* Instruction *
Copy the records below word for word, leaving out the pictures.

* Records supplied *
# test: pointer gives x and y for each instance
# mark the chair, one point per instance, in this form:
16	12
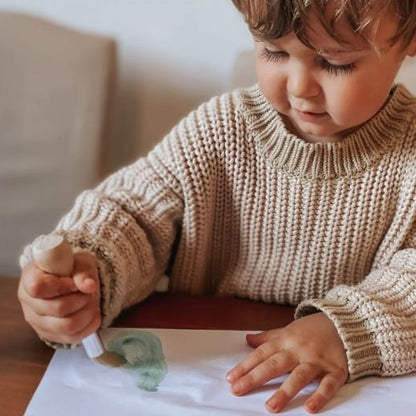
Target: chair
56	92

* Worked solution *
# test: pointer gives x and y for each instance
# mark the chair, one point per instance, in this form:
16	12
Target: chair
56	92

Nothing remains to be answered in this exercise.